Start of SELECTED TEXT
Mereo raises $70m as TIGIT cancer drug progresses in clinic
Mereo BioPharma has raised $70m to develop its next-generation anti-TIGIT cancer checkpoint inhibitor drug.
The finance round was led by OrbiMed and comes almost exactly two years after Mereo decided to pull a US IPO, blaming challenging market conditions.
Investors backing the latest private round include Vivo Capital, Surveyor Capital, Pontifax Venture Capital, Samsara BioCapital, Commodore Capital, and funds managed by Janus Henderson Investors, alongside existing investors Boxer Capital of Tavistock Group and Aspire Capital Fund.
The TIGIT (T-cell immunoreceptor with Ig and ITIM domains) receptor is already being targeted by pharma companies including Roche.
At last weekend's American Society of Clinical Oncology (ASCO) conference Roche presented phase 2 data from a combination of its TIGIT drug tiragolumab with its PD-L1 class checkpoint inhibitor Tecentriq (atezolizumab) in non-small cell lung cancer.
End of SELECTED TEXT
Start of RECORD EXCERPTS
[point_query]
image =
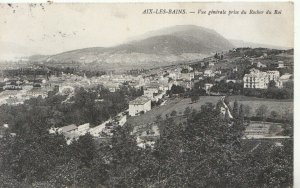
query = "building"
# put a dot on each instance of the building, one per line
(280, 64)
(209, 73)
(260, 65)
(257, 79)
(207, 87)
(140, 104)
(285, 78)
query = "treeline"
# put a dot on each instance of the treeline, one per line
(92, 106)
(204, 151)
(270, 93)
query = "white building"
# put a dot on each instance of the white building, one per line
(209, 73)
(140, 104)
(260, 80)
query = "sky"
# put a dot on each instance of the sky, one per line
(27, 29)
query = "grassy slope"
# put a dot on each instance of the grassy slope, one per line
(179, 105)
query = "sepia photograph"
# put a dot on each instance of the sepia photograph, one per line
(147, 95)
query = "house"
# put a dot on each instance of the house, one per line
(209, 73)
(83, 129)
(68, 129)
(285, 78)
(211, 64)
(149, 92)
(140, 104)
(207, 87)
(260, 80)
(280, 64)
(187, 76)
(260, 65)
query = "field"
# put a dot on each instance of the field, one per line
(279, 106)
(180, 104)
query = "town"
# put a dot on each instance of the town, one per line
(230, 74)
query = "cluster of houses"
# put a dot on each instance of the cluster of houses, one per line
(257, 79)
(73, 132)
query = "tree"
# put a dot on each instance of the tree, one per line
(274, 114)
(272, 84)
(173, 113)
(194, 98)
(247, 110)
(241, 113)
(262, 111)
(187, 111)
(235, 112)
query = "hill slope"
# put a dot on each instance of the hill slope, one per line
(162, 47)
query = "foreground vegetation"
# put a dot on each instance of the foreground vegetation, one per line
(204, 151)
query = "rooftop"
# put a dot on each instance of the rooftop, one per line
(68, 128)
(140, 100)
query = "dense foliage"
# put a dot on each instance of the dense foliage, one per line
(206, 150)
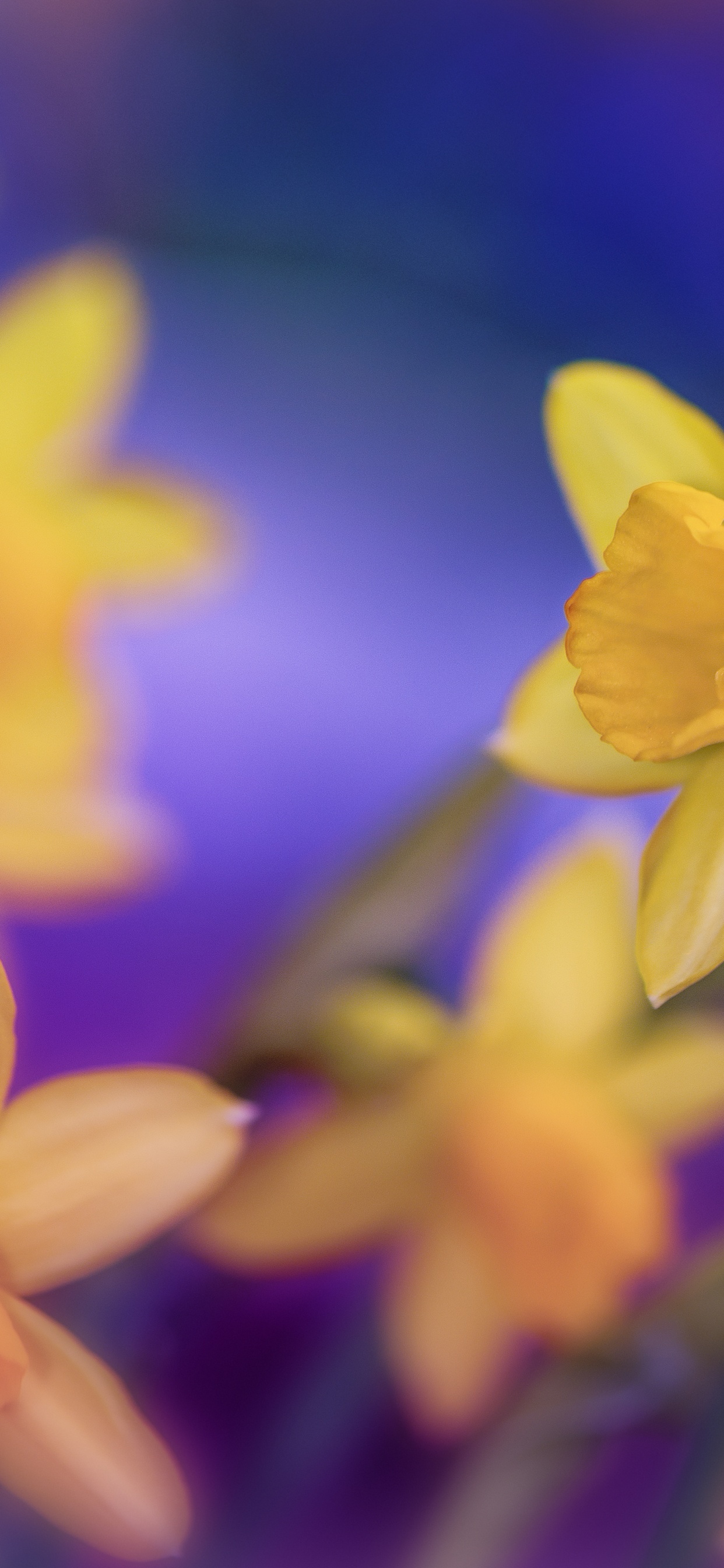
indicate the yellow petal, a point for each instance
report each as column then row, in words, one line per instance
column 610, row 430
column 325, row 1188
column 445, row 1332
column 58, row 847
column 133, row 532
column 674, row 1087
column 76, row 1448
column 558, row 967
column 648, row 635
column 93, row 1166
column 681, row 927
column 7, row 1034
column 69, row 344
column 546, row 739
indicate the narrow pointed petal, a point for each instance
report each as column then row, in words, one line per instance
column 674, row 1086
column 558, row 968
column 131, row 530
column 320, row 1189
column 546, row 737
column 610, row 430
column 13, row 1360
column 445, row 1332
column 69, row 344
column 681, row 927
column 78, row 1450
column 7, row 1034
column 96, row 1164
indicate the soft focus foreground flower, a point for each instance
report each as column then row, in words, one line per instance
column 648, row 639
column 92, row 1167
column 71, row 336
column 516, row 1166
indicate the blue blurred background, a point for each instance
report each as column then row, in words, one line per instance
column 367, row 233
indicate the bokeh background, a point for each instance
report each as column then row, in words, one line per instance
column 367, row 234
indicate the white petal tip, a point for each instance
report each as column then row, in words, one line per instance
column 242, row 1114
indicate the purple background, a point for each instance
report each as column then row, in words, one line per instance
column 369, row 233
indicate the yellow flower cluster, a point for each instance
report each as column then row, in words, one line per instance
column 74, row 532
column 516, row 1164
column 519, row 1175
column 645, row 474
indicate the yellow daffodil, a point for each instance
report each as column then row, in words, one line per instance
column 74, row 532
column 645, row 474
column 515, row 1164
column 92, row 1167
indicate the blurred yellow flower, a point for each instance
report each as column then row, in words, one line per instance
column 518, row 1170
column 71, row 338
column 648, row 637
column 92, row 1167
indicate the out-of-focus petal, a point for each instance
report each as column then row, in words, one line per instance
column 572, row 1203
column 7, row 1034
column 62, row 846
column 69, row 344
column 13, row 1360
column 93, row 1166
column 319, row 1189
column 646, row 635
column 78, row 1450
column 681, row 926
column 131, row 530
column 558, row 967
column 445, row 1332
column 674, row 1087
column 610, row 430
column 546, row 737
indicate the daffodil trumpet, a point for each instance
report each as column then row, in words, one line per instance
column 634, row 700
column 92, row 1167
column 515, row 1164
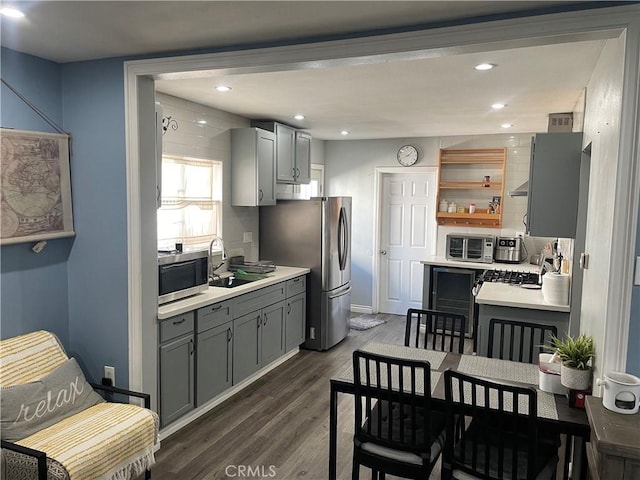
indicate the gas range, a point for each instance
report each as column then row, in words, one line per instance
column 511, row 277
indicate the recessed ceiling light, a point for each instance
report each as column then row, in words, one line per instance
column 11, row 12
column 485, row 66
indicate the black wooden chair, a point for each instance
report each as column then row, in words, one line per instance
column 435, row 330
column 396, row 432
column 501, row 442
column 518, row 341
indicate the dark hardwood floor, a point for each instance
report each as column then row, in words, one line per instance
column 277, row 427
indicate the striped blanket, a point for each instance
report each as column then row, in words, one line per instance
column 110, row 441
column 120, row 445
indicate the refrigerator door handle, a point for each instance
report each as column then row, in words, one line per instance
column 340, row 292
column 343, row 239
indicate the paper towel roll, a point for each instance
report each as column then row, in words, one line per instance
column 555, row 288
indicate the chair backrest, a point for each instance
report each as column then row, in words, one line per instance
column 518, row 341
column 435, row 330
column 501, row 439
column 29, row 357
column 401, row 391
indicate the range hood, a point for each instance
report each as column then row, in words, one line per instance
column 521, row 191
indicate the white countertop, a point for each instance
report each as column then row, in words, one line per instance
column 505, row 295
column 218, row 294
column 444, row 262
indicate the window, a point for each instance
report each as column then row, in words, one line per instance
column 191, row 207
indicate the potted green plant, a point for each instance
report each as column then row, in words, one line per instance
column 577, row 356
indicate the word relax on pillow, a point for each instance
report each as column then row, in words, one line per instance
column 29, row 408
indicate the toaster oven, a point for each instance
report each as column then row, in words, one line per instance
column 470, row 248
column 510, row 250
column 182, row 275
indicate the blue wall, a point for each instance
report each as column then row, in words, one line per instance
column 93, row 105
column 33, row 293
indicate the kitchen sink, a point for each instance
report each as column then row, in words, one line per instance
column 228, row 282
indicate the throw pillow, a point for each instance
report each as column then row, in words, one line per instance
column 28, row 408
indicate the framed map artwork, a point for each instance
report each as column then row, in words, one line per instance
column 35, row 184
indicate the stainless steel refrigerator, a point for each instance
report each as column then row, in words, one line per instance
column 314, row 233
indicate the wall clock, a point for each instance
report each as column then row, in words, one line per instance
column 407, row 155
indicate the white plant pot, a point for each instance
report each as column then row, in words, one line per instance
column 575, row 379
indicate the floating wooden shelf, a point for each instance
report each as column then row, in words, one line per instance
column 494, row 162
column 471, row 185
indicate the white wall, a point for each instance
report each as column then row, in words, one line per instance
column 601, row 129
column 350, row 170
column 212, row 141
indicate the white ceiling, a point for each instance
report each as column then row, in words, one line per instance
column 432, row 97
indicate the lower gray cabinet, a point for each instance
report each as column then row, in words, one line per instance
column 246, row 345
column 214, row 362
column 272, row 333
column 295, row 321
column 258, row 340
column 177, row 389
column 214, row 350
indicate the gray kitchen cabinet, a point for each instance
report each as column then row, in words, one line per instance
column 253, row 168
column 272, row 333
column 258, row 330
column 246, row 345
column 258, row 340
column 295, row 314
column 554, row 181
column 214, row 350
column 176, row 352
column 293, row 152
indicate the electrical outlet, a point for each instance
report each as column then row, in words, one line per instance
column 110, row 373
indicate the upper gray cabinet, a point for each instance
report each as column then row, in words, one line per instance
column 554, row 182
column 253, row 156
column 293, row 152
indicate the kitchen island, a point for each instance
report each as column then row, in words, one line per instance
column 489, row 300
column 512, row 302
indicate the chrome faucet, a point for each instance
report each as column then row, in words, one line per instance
column 213, row 267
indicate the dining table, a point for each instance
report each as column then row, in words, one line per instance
column 554, row 413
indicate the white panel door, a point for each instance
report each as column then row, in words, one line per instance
column 407, row 236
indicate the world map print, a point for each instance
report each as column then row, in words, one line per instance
column 35, row 186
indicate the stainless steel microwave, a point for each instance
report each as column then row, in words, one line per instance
column 182, row 275
column 470, row 248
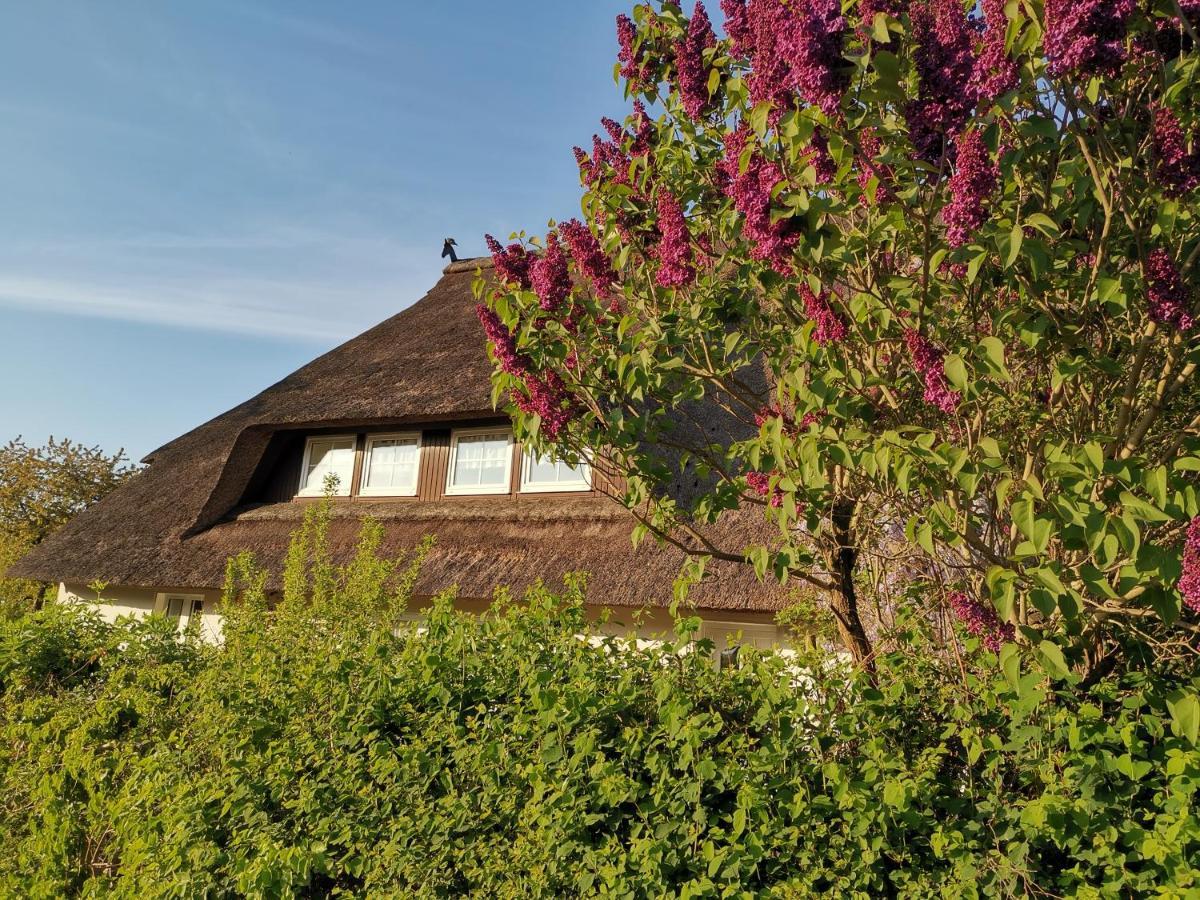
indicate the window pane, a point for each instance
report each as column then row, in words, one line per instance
column 546, row 471
column 543, row 471
column 330, row 457
column 393, row 463
column 480, row 461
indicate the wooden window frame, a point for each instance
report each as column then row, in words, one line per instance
column 365, row 490
column 163, row 598
column 479, row 490
column 342, row 490
column 527, row 486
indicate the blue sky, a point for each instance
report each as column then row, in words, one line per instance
column 197, row 198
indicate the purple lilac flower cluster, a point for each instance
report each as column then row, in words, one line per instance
column 795, row 47
column 750, row 191
column 605, row 154
column 546, row 396
column 981, row 621
column 946, row 65
column 973, row 181
column 1177, row 169
column 511, row 264
column 689, row 59
column 1170, row 301
column 1086, row 36
column 673, row 250
column 928, row 361
column 589, row 257
column 831, row 328
column 1189, row 581
column 995, row 72
column 550, row 277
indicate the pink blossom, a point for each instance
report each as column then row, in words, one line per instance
column 981, row 621
column 549, row 400
column 673, row 250
column 760, row 483
column 995, row 72
column 815, row 54
column 689, row 61
column 773, row 239
column 945, row 63
column 1177, row 169
column 545, row 396
column 928, row 361
column 1170, row 300
column 589, row 257
column 793, row 48
column 1189, row 581
column 737, row 27
column 973, row 181
column 831, row 328
column 511, row 264
column 1086, row 36
column 549, row 275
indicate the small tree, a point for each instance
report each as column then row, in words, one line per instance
column 960, row 240
column 41, row 487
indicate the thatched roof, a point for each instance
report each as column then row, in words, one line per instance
column 177, row 521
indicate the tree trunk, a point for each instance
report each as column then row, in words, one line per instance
column 844, row 601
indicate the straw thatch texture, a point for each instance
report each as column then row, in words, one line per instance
column 179, row 520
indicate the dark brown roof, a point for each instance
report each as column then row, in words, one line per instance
column 177, row 522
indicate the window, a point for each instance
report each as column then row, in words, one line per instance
column 184, row 609
column 480, row 461
column 390, row 466
column 324, row 456
column 545, row 474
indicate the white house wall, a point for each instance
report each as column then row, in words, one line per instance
column 723, row 628
column 139, row 603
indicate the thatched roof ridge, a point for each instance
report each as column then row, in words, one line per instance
column 177, row 521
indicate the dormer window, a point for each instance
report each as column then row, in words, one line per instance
column 323, row 456
column 480, row 461
column 391, row 465
column 545, row 474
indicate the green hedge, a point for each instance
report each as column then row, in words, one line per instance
column 322, row 751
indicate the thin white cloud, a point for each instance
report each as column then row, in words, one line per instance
column 286, row 282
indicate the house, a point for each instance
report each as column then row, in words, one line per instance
column 402, row 417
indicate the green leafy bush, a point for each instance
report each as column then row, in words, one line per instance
column 325, row 749
column 937, row 265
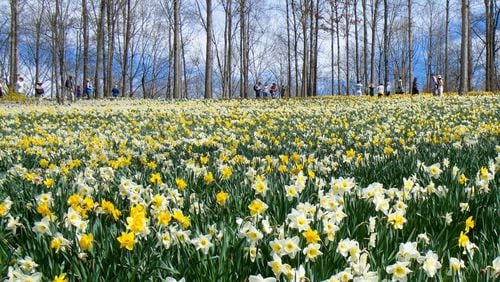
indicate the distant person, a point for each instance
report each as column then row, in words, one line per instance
column 359, row 88
column 440, row 86
column 69, row 88
column 266, row 90
column 371, row 88
column 434, row 85
column 274, row 91
column 400, row 89
column 414, row 86
column 115, row 91
column 78, row 92
column 257, row 89
column 88, row 88
column 380, row 89
column 283, row 91
column 20, row 86
column 39, row 91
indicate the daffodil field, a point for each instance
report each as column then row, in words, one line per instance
column 322, row 189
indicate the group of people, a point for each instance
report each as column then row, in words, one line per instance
column 264, row 91
column 69, row 91
column 381, row 90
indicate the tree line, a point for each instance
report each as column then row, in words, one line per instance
column 203, row 48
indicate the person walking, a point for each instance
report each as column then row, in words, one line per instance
column 434, row 85
column 78, row 92
column 69, row 88
column 20, row 86
column 371, row 88
column 400, row 88
column 257, row 89
column 359, row 88
column 115, row 91
column 266, row 90
column 414, row 87
column 388, row 89
column 380, row 89
column 274, row 91
column 440, row 86
column 39, row 91
column 88, row 88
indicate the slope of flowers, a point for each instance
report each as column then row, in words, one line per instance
column 327, row 189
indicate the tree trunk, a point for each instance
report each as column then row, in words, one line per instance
column 332, row 47
column 295, row 48
column 209, row 54
column 244, row 49
column 305, row 74
column 111, row 46
column 128, row 23
column 386, row 45
column 356, row 39
column 410, row 49
column 60, row 39
column 85, row 23
column 14, row 38
column 177, row 50
column 365, row 46
column 338, row 45
column 38, row 33
column 316, row 32
column 492, row 13
column 464, row 60
column 347, row 51
column 374, row 30
column 447, row 24
column 99, row 49
column 289, row 55
column 226, row 92
column 184, row 94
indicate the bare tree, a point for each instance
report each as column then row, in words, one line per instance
column 209, row 53
column 492, row 13
column 365, row 45
column 410, row 47
column 464, row 53
column 244, row 49
column 347, row 26
column 85, row 24
column 14, row 39
column 177, row 50
column 386, row 44
column 374, row 31
column 289, row 55
column 127, row 14
column 99, row 48
column 356, row 39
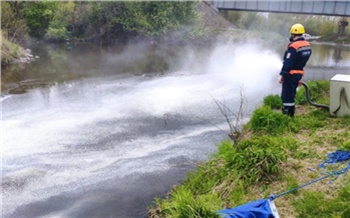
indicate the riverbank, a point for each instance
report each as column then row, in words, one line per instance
column 273, row 154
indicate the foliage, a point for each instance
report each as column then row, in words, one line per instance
column 63, row 16
column 270, row 162
column 274, row 101
column 258, row 158
column 13, row 26
column 185, row 204
column 38, row 16
column 265, row 120
column 280, row 23
column 9, row 51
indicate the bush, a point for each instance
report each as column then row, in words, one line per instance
column 264, row 119
column 257, row 159
column 185, row 204
column 274, row 101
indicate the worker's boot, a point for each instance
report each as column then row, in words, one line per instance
column 285, row 110
column 291, row 111
column 288, row 110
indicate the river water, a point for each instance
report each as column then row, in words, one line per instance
column 100, row 132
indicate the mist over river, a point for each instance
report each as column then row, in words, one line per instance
column 92, row 131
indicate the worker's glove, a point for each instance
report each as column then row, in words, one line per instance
column 300, row 83
column 281, row 80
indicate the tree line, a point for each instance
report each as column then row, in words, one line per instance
column 280, row 23
column 43, row 20
column 121, row 20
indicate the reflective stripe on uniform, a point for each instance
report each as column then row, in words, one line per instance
column 296, row 72
column 288, row 104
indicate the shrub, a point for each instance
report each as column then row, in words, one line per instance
column 274, row 101
column 184, row 204
column 257, row 159
column 264, row 119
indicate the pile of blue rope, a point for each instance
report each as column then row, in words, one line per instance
column 339, row 156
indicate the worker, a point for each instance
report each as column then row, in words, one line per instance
column 295, row 58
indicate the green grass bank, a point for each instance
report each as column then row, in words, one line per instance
column 273, row 154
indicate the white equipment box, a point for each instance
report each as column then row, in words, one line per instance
column 340, row 95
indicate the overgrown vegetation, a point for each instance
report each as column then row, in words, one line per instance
column 274, row 22
column 275, row 153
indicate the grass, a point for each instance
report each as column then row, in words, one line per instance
column 9, row 51
column 275, row 153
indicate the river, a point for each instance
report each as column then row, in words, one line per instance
column 92, row 131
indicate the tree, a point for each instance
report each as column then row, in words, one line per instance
column 38, row 16
column 13, row 26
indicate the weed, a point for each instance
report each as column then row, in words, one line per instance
column 274, row 101
column 257, row 159
column 264, row 119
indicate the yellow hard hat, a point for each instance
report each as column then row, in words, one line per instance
column 297, row 29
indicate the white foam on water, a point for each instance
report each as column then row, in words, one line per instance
column 43, row 128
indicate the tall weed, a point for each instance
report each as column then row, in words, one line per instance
column 257, row 159
column 264, row 119
column 274, row 101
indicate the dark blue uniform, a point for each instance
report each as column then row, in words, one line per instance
column 294, row 61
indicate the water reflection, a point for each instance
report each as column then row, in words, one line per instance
column 70, row 61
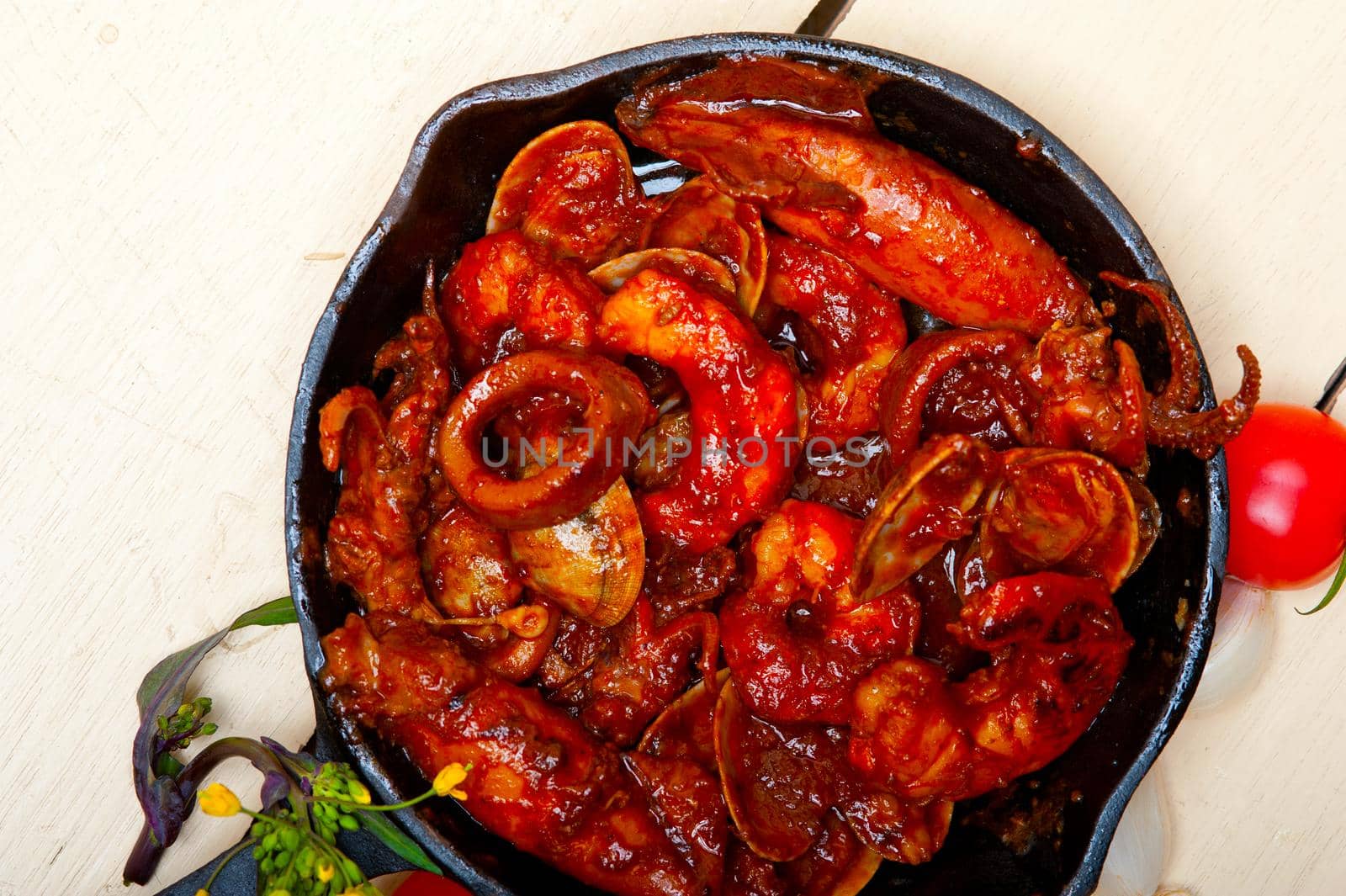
End of RECORD EXCERPTS
• _WORK INSTRUCTION 1_:
Name the investors in the Mereo funding article that backed the latest private round, other than the round's leader and the existing investors.
• _WORK INSTRUCTION 2_:
According to the Mereo funding article, why did Mereo decide to pull its US IPO two years earlier?
• _WORK INSTRUCTION 3_:
Translate this sentence from the Mereo funding article into Spanish: "The TIGIT (T-cell immunoreceptor with Ig and ITIM domains) receptor is already being targeted by pharma companies including Roche."

• _ANSWER 1_:
Vivo Capital, Surveyor Capital, Pontifax Venture Capital, Samsara BioCapital, Commodore Capital, and funds managed by Janus Henderson Investors

• _ANSWER 2_:
Mereo blamed challenging market conditions for its decision to pull the US IPO.

• _ANSWER 3_:
El receptor TIGIT (inmunorreceptor de células T con dominios Ig e ITIM) ya es objetivo de compañías farmacéuticas, entre ellas Roche.